*ENUNCIADO A:* Copie sem alterações as linhas dos dados situadas entre a que contém "Please segment every instance of the bare" e a que contém "M 71 80 L 77", ambas incluídas, e apenas essas.

O momento do “real” é exposto em sua ficcionalidade; a alteridade como criadora da ficção não tem mais o que possuir, portanto, raciocina a partir de um tempo para um tempo maior, no para além da morte; melhor: a memória imperecível da ética. Antero de Quental nem pretende resgatar o temporal e nem anunciar o seu término. Antes, formula a instrução visionária que, por atitude poética, provoca um problema de fé e um problema de forma. Tais situações permitem ao poeta colocar tudo num compromisso moralmente expresso pela palavra eu; que de alguma maneira enterrado em vida conta o excelso de sua memória amortalhada.
Porém, o que tenho a dizer da poesia? Digo que o muito que se fala do papel representado por Antero nas dimensões da política faz esquecer que o poeta promulga o princípio da destruição do poema que é sobre algo; realizando o enleio entre um eu tão arcaico com outro tão fracamente anunciador do presente. Essa atitude evidencia o estado de espírito de relembrança em pretérito superdeterminado, no qual se protagonizam cenas com dois ou mais passos em direção à natureza. Explico: a natureza consolida-se como personificação de pontos temporais que se originam com alguma veste trágica.
São estas vestes que no prumo equilibram a ironia; delineada na seriedade dos versos. Ou seja: o aspeto de imortalidade confirma e suplanta a evidência das coisas ditas na poesia, de forma que a imagem do processo — mil anos, um dia — evoque o contrário do temporal; agenciando a identidade que abre prosseguimento através de uma desejo trapaceado. Melhor: Antero de Quental ao imiscuir-se na figuração que anuncia Deus como duplo poético, cria a formação reativa que constitui a negatividade de qualquer transcendência — o ego do poeta, conforme o seu desamparo, retira sua fixação dos objetos que podiam estar na presença. dado o alto grau que eles têm de irredutível alteridade, e, assim, espera reproduzir um estado primitivo para sua angústia.
Esse estado primitivo da angústia confirma a versão do passado que se realiza como função diferencial do presente, cabendo ao ato de presentificar a eficácia das impressões originais que dão nome ao poeta. Ora, se Antero está de posse de uma identidade, ele não tem um tema, senão a estória de como cria a sua própria imagem única e, portanto, além de si. Se a imagem parece objetiva é por ser mais implícita; não pode ser alcançada no presente, porque seu modo é a duração, e qualquer tentativa de apreendê-la diretamente revive o vazio do presente como sensação de perda.

*ENUNCIADO B:* Repita fielmente o trecho do excerto sobre Antero de Quental entre "Esse estado primitivo" e "sensação de perda.", inclusive.

*EXTRATO DE DADOS:*
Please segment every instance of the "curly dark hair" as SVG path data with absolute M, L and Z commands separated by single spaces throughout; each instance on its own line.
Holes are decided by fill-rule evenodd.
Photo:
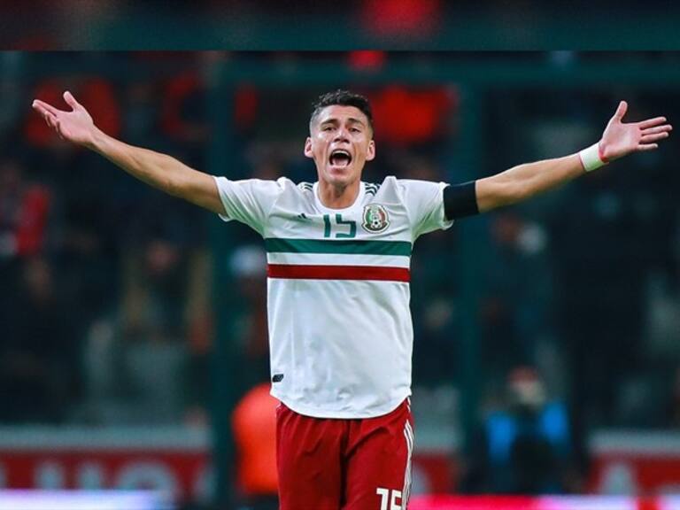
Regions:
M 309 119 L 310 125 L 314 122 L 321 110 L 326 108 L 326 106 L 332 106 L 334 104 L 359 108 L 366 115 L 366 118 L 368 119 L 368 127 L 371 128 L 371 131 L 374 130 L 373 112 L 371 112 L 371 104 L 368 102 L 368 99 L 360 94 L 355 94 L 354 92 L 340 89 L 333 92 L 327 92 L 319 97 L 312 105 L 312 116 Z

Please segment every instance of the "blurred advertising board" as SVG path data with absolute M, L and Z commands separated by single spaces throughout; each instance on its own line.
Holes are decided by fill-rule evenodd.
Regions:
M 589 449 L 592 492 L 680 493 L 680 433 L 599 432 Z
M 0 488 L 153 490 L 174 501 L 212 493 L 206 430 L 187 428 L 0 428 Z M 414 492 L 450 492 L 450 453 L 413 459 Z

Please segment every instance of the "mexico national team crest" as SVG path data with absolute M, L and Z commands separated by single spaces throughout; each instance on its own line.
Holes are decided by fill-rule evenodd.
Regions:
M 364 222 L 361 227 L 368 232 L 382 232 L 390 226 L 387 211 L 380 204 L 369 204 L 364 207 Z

---

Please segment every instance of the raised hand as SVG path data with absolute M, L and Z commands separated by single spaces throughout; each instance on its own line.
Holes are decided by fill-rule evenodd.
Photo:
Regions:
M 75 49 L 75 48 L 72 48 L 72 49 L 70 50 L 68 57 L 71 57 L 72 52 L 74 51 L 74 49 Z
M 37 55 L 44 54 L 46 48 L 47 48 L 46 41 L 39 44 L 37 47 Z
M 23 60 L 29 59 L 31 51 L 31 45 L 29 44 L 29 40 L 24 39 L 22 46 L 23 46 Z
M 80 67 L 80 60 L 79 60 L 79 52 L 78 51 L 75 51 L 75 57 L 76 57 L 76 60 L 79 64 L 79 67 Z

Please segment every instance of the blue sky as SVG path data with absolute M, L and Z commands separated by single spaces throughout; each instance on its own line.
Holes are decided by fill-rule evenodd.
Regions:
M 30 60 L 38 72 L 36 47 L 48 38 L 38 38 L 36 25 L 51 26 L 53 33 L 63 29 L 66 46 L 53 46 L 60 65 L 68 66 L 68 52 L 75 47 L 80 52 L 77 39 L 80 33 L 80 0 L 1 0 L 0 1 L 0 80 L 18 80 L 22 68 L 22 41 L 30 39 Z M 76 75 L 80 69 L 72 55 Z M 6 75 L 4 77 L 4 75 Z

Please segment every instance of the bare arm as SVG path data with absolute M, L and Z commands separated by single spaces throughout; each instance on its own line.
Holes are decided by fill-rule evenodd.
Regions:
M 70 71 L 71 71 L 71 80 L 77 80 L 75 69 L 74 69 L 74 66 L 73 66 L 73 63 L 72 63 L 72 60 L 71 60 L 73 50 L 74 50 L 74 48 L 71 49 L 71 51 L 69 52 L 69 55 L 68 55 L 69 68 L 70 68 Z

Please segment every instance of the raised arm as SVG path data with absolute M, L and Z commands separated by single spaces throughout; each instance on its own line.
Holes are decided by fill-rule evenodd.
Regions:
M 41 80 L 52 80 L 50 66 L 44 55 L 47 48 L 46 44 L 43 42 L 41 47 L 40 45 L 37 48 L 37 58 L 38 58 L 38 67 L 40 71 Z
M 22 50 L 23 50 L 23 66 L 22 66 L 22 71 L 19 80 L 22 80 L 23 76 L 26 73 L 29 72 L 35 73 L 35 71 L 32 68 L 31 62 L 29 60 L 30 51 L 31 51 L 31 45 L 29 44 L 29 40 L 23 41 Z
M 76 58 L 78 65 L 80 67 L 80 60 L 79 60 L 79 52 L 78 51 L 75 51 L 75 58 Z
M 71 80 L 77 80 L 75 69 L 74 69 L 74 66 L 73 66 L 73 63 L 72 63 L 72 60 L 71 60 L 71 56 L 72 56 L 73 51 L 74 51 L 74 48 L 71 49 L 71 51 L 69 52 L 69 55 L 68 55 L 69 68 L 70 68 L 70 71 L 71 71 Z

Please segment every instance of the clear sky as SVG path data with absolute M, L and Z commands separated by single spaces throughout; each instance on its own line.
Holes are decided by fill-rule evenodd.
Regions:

*RESOLUÇÃO A:*
Please segment every instance of the bare arm as SVG path data with absolute M, L and Z commands separated by single spaces throughout; each instance on its own line.
Holes are decided by fill-rule evenodd.
Regions:
M 70 71 L 71 71 L 71 80 L 77 80 L 75 69 L 74 69 L 74 66 L 73 66 L 73 63 L 72 63 L 72 60 L 71 60 L 73 50 L 74 50 L 74 48 L 71 49 L 71 51 L 69 52 L 69 55 L 68 55 L 69 68 L 70 68 Z

Please segment every instance of the raised arm as SVG path data with absolute M, L and Z commands separated by single spaces throughout; each instance on its own line.
Holes are decided by fill-rule evenodd.
Regions:
M 41 80 L 52 80 L 50 66 L 44 55 L 47 48 L 46 44 L 43 42 L 41 47 L 40 45 L 37 48 L 37 58 L 38 58 L 38 67 L 40 71 Z
M 22 50 L 23 50 L 23 66 L 22 66 L 22 71 L 19 80 L 22 80 L 23 76 L 26 73 L 29 72 L 35 73 L 35 71 L 32 68 L 31 62 L 29 60 L 30 51 L 31 51 L 31 45 L 29 44 L 29 40 L 23 41 Z
M 76 58 L 78 65 L 80 67 L 80 60 L 79 60 L 79 52 L 78 51 L 75 51 L 75 58 Z
M 71 80 L 77 80 L 75 69 L 74 69 L 74 66 L 73 66 L 73 63 L 72 63 L 72 60 L 71 60 L 71 56 L 72 56 L 73 51 L 74 51 L 74 48 L 71 49 L 71 51 L 69 52 L 69 55 L 68 55 L 69 68 L 70 68 L 70 71 L 71 71 Z

*RESOLUÇÃO B:*
Esse estado primitivo da angústia confirma a versão do passado que se realiza como função diferencial do presente, cabendo ao ato de presentificar a eficácia das impressões originais que dão nome ao poeta. Ora, se Antero está de posse de uma identidade, ele não tem um tema, senão a estória de como cria a sua própria imagem única e, portanto, além de si. Se a imagem parece objetiva é por ser mais implícita; não pode ser alcançada no presente, porque seu modo é a duração, e qualquer tentativa de apreendê-la diretamente revive o vazio do presente como sensação de perda.